* _INPUT DATA_:
--- --- ---

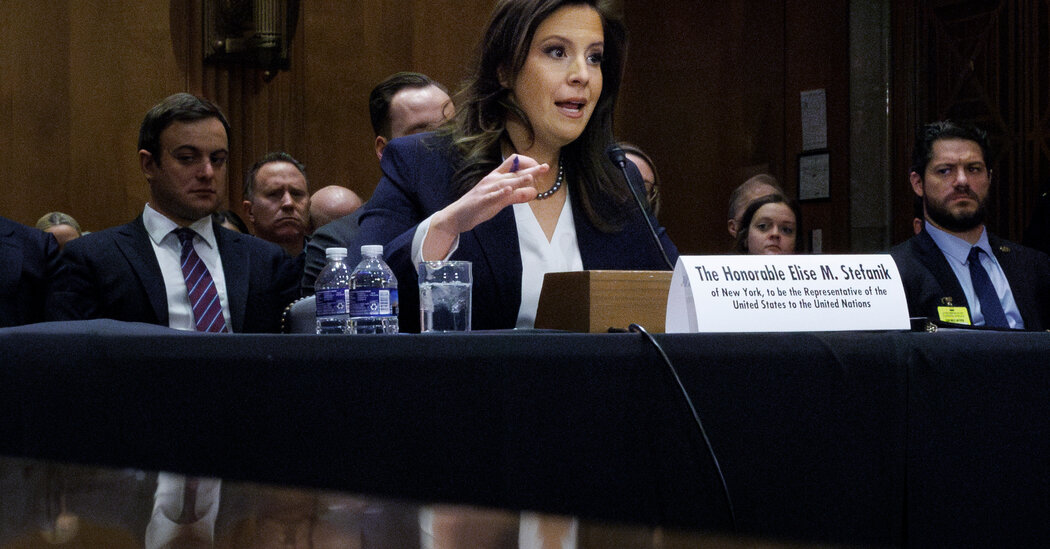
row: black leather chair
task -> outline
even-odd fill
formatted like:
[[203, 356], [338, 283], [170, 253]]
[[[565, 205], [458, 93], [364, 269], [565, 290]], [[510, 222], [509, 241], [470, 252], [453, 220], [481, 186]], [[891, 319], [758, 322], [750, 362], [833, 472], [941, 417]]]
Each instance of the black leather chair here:
[[317, 332], [316, 296], [296, 299], [281, 314], [281, 333], [313, 334]]

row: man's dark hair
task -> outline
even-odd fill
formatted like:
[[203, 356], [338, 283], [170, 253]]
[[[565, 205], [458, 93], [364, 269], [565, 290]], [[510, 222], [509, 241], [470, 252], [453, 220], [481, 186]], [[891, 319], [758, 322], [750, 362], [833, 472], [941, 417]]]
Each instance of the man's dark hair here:
[[988, 134], [984, 130], [961, 122], [942, 120], [926, 124], [915, 137], [915, 150], [911, 156], [911, 171], [926, 177], [926, 166], [933, 156], [933, 144], [940, 139], [965, 139], [973, 141], [981, 147], [981, 156], [984, 163], [990, 161], [988, 154]]
[[160, 134], [173, 122], [194, 122], [207, 118], [218, 118], [226, 130], [226, 142], [230, 142], [230, 123], [219, 107], [196, 95], [176, 93], [169, 95], [146, 113], [139, 127], [139, 150], [145, 149], [153, 160], [160, 164]]
[[[255, 176], [259, 174], [259, 170], [261, 170], [263, 166], [271, 162], [287, 162], [295, 166], [295, 169], [303, 174], [303, 179], [307, 179], [306, 166], [303, 166], [303, 163], [296, 160], [292, 155], [284, 151], [266, 153], [266, 156], [259, 159], [255, 164], [252, 164], [252, 167], [248, 168], [248, 173], [244, 174], [244, 192], [242, 193], [244, 200], [251, 200], [255, 196]], [[309, 180], [306, 182], [306, 188], [310, 188]]]
[[418, 72], [398, 72], [372, 88], [368, 96], [368, 114], [372, 117], [372, 130], [377, 136], [390, 138], [390, 101], [397, 92], [405, 88], [427, 88], [435, 86], [448, 93], [445, 86]]

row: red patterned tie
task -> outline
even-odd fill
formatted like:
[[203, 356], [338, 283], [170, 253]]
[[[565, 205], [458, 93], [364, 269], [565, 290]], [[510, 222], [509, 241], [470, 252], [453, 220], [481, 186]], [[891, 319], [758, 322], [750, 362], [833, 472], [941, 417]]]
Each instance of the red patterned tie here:
[[190, 295], [197, 331], [225, 332], [226, 319], [222, 316], [222, 302], [215, 291], [215, 281], [204, 261], [197, 255], [197, 250], [193, 249], [193, 237], [197, 233], [186, 227], [175, 229], [174, 233], [182, 243], [182, 276], [186, 279], [186, 291]]

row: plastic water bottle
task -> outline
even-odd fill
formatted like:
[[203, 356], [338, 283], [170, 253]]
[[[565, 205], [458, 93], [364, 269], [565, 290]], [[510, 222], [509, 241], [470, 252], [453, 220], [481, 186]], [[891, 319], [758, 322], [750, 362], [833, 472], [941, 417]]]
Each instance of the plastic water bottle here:
[[326, 248], [326, 264], [314, 284], [317, 300], [317, 333], [351, 334], [350, 331], [350, 267], [346, 248]]
[[396, 334], [397, 278], [383, 261], [383, 247], [361, 246], [361, 262], [350, 274], [352, 334]]

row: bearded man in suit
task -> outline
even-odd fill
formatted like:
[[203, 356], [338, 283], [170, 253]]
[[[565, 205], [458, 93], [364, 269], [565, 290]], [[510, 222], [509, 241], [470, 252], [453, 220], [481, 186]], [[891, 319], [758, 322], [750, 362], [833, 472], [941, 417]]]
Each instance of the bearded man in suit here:
[[951, 121], [916, 139], [911, 186], [921, 232], [890, 250], [908, 309], [944, 324], [1050, 328], [1050, 258], [990, 234], [984, 225], [992, 171], [988, 138]]

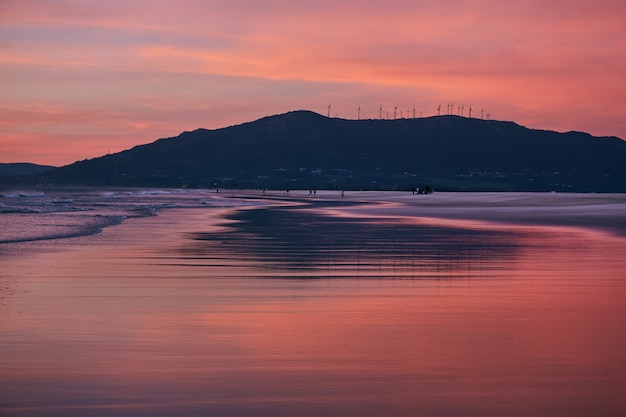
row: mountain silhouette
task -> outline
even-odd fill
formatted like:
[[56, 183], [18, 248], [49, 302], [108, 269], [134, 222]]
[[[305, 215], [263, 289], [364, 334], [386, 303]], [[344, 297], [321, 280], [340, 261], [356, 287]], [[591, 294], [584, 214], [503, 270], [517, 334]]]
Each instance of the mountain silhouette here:
[[626, 142], [459, 116], [346, 120], [310, 111], [198, 129], [47, 171], [46, 184], [626, 192]]
[[30, 164], [27, 162], [17, 162], [12, 164], [0, 163], [0, 178], [39, 174], [52, 168], [54, 167], [49, 165]]

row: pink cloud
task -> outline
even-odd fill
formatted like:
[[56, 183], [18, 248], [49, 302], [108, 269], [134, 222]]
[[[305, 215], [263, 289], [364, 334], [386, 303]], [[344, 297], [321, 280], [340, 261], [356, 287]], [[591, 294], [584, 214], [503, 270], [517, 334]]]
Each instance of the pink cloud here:
[[453, 100], [626, 138], [625, 19], [588, 0], [3, 2], [0, 144], [47, 129], [132, 145], [329, 101], [374, 117]]

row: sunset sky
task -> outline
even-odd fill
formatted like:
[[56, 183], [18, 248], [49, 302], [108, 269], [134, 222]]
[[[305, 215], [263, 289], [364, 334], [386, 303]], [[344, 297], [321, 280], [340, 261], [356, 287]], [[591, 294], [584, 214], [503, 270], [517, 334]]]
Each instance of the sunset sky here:
[[626, 2], [0, 0], [0, 162], [449, 102], [626, 139]]

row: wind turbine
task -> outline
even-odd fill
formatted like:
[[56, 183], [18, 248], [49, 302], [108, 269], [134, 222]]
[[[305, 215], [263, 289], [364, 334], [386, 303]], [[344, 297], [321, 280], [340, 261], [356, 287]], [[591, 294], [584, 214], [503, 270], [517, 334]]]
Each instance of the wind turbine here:
[[396, 115], [398, 114], [398, 106], [394, 106], [393, 108], [393, 120], [396, 120]]
[[327, 116], [330, 118], [330, 102], [328, 103], [328, 115]]
[[469, 117], [470, 119], [472, 118], [472, 105], [470, 104], [470, 108], [469, 108]]
[[361, 120], [361, 104], [359, 103], [359, 108], [356, 110], [357, 120]]
[[439, 103], [439, 107], [437, 107], [437, 116], [441, 116], [441, 103]]
[[378, 109], [378, 118], [380, 120], [383, 120], [383, 105], [380, 105], [380, 108]]
[[465, 114], [465, 105], [461, 104], [461, 116]]
[[483, 113], [485, 112], [485, 109], [480, 109], [480, 120], [483, 120]]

--- --- ---

* _WHAT TO DO_:
Please output all the data exactly as given, with the pictures omitted.

* _EXPECTED OUTPUT_:
row: black leather chair
task -> outline
even-odd fill
formatted like:
[[203, 356], [338, 283], [170, 253]]
[[[565, 205], [458, 93], [364, 269], [565, 290]], [[510, 222], [509, 241], [470, 252], [453, 220], [481, 186]], [[891, 319], [758, 322], [750, 362], [833, 472], [941, 417]]]
Each instance of the black leather chair here:
[[317, 332], [316, 296], [296, 299], [281, 314], [281, 333], [313, 334]]

row: man's dark hair
task -> outline
even-odd fill
formatted like:
[[203, 356], [338, 283], [170, 253]]
[[[565, 205], [458, 93], [364, 269], [565, 290]], [[510, 222], [509, 241], [470, 252], [453, 220], [481, 186]], [[891, 319], [758, 322], [750, 362], [833, 472], [941, 417]]]
Each instance of the man's dark hair here:
[[988, 134], [984, 130], [961, 122], [942, 120], [926, 124], [915, 137], [915, 150], [911, 156], [911, 171], [926, 177], [926, 166], [933, 156], [933, 144], [940, 139], [965, 139], [973, 141], [981, 147], [981, 156], [984, 163], [990, 161], [988, 154]]
[[160, 134], [173, 122], [194, 122], [207, 118], [218, 118], [226, 130], [226, 142], [230, 142], [230, 123], [219, 107], [196, 95], [176, 93], [169, 95], [146, 113], [139, 127], [139, 150], [145, 149], [153, 160], [160, 164]]
[[[255, 176], [259, 174], [259, 170], [261, 170], [263, 166], [271, 162], [287, 162], [295, 166], [295, 169], [303, 174], [303, 179], [307, 179], [306, 166], [303, 166], [303, 163], [296, 160], [292, 155], [284, 151], [266, 153], [266, 156], [259, 159], [255, 164], [252, 164], [252, 167], [248, 168], [248, 173], [244, 174], [244, 192], [242, 193], [244, 200], [251, 200], [255, 196]], [[309, 180], [306, 182], [306, 188], [310, 188]]]
[[418, 72], [398, 72], [372, 88], [368, 96], [368, 114], [372, 117], [372, 130], [377, 136], [390, 138], [390, 101], [397, 92], [405, 88], [427, 88], [435, 86], [448, 93], [445, 86]]

row: red patterned tie
task -> outline
even-odd fill
formatted like:
[[203, 356], [338, 283], [170, 253]]
[[[565, 205], [458, 93], [364, 269], [565, 290]], [[510, 222], [509, 241], [470, 252], [453, 220], [481, 186]], [[891, 319], [758, 322], [750, 362], [833, 472], [941, 417]]]
Each instance of the red patterned tie here:
[[190, 295], [197, 331], [225, 332], [226, 319], [222, 316], [222, 302], [215, 291], [215, 281], [204, 261], [197, 255], [197, 250], [193, 249], [193, 237], [197, 233], [186, 227], [175, 229], [174, 233], [182, 243], [182, 276], [186, 279], [186, 291]]

row: plastic water bottle
task -> outline
even-odd fill
formatted like:
[[203, 356], [338, 283], [170, 253]]
[[[565, 205], [458, 93], [364, 269], [565, 290]], [[510, 222], [509, 241], [470, 252], [453, 220], [481, 186]], [[891, 319], [758, 322], [750, 362], [833, 472], [941, 417]]]
Each instance of the plastic water bottle here:
[[326, 248], [326, 264], [314, 284], [317, 300], [317, 333], [351, 334], [350, 331], [350, 267], [346, 248]]
[[396, 334], [397, 278], [383, 261], [383, 247], [361, 246], [361, 262], [350, 274], [352, 334]]

row: bearded man in suit
task -> outline
even-odd fill
formatted like:
[[203, 356], [338, 283], [170, 253]]
[[[565, 205], [458, 93], [364, 269], [565, 290]], [[510, 222], [509, 241], [470, 252], [453, 220], [481, 186]], [[891, 319], [758, 322], [750, 362], [833, 472], [941, 417]]]
Each instance of the bearded man in suit here:
[[951, 121], [916, 139], [911, 186], [921, 232], [890, 250], [908, 309], [944, 324], [1050, 328], [1050, 258], [990, 234], [984, 225], [992, 171], [988, 138]]

row: mountain silhouette
task -> outline
even-odd fill
formatted like:
[[56, 183], [18, 248], [49, 302], [108, 269], [134, 222]]
[[[305, 215], [263, 289], [364, 334], [386, 303]], [[344, 297], [321, 280], [340, 261], [356, 287]], [[591, 294], [584, 214], [503, 270], [517, 334]]]
Each instance of the mountain silhouette here:
[[626, 142], [459, 116], [346, 120], [310, 111], [198, 129], [47, 171], [46, 184], [626, 192]]
[[30, 164], [27, 162], [17, 162], [12, 164], [0, 163], [0, 178], [39, 174], [52, 168], [54, 167], [49, 165]]

row: pink cloud
task -> outline
even-odd fill
formatted like:
[[56, 183], [18, 248], [49, 302], [108, 269], [134, 222]]
[[[305, 215], [263, 289], [364, 334], [386, 303]], [[344, 297], [321, 280], [340, 261], [356, 287]], [[591, 294], [584, 214], [503, 270], [517, 334]]]
Each instance of the pink cloud here:
[[453, 100], [626, 138], [625, 19], [588, 0], [3, 2], [0, 144], [47, 129], [132, 145], [329, 101], [374, 117]]

row: sunset sky
task -> outline
even-odd fill
formatted like:
[[56, 183], [18, 248], [49, 302], [108, 269], [134, 222]]
[[[305, 215], [263, 289], [364, 334], [386, 303]], [[344, 297], [321, 280], [340, 261], [356, 287]], [[591, 294], [584, 214], [503, 270], [517, 334]]]
Each instance of the sunset sky here:
[[626, 2], [0, 0], [0, 162], [449, 102], [626, 139]]

row: wind turbine
task -> outline
even-odd fill
formatted like:
[[56, 183], [18, 248], [49, 302], [108, 269], [134, 222]]
[[[305, 215], [263, 289], [364, 334], [386, 303]], [[344, 297], [321, 280], [340, 261], [356, 287]], [[591, 294], [584, 214], [503, 270], [517, 334]]]
Each instance of the wind turbine here:
[[396, 115], [398, 114], [398, 106], [394, 106], [393, 108], [393, 120], [396, 120]]
[[327, 116], [330, 118], [330, 102], [328, 103], [328, 115]]
[[469, 117], [470, 119], [472, 118], [472, 105], [470, 104], [470, 108], [469, 108]]
[[361, 120], [361, 104], [359, 103], [359, 108], [356, 110], [357, 120]]
[[439, 103], [439, 107], [437, 107], [437, 116], [441, 116], [441, 103]]
[[378, 109], [378, 118], [380, 120], [383, 120], [383, 105], [380, 105], [380, 108]]
[[465, 114], [465, 105], [461, 104], [461, 116]]
[[483, 113], [485, 112], [485, 109], [480, 109], [480, 120], [483, 120]]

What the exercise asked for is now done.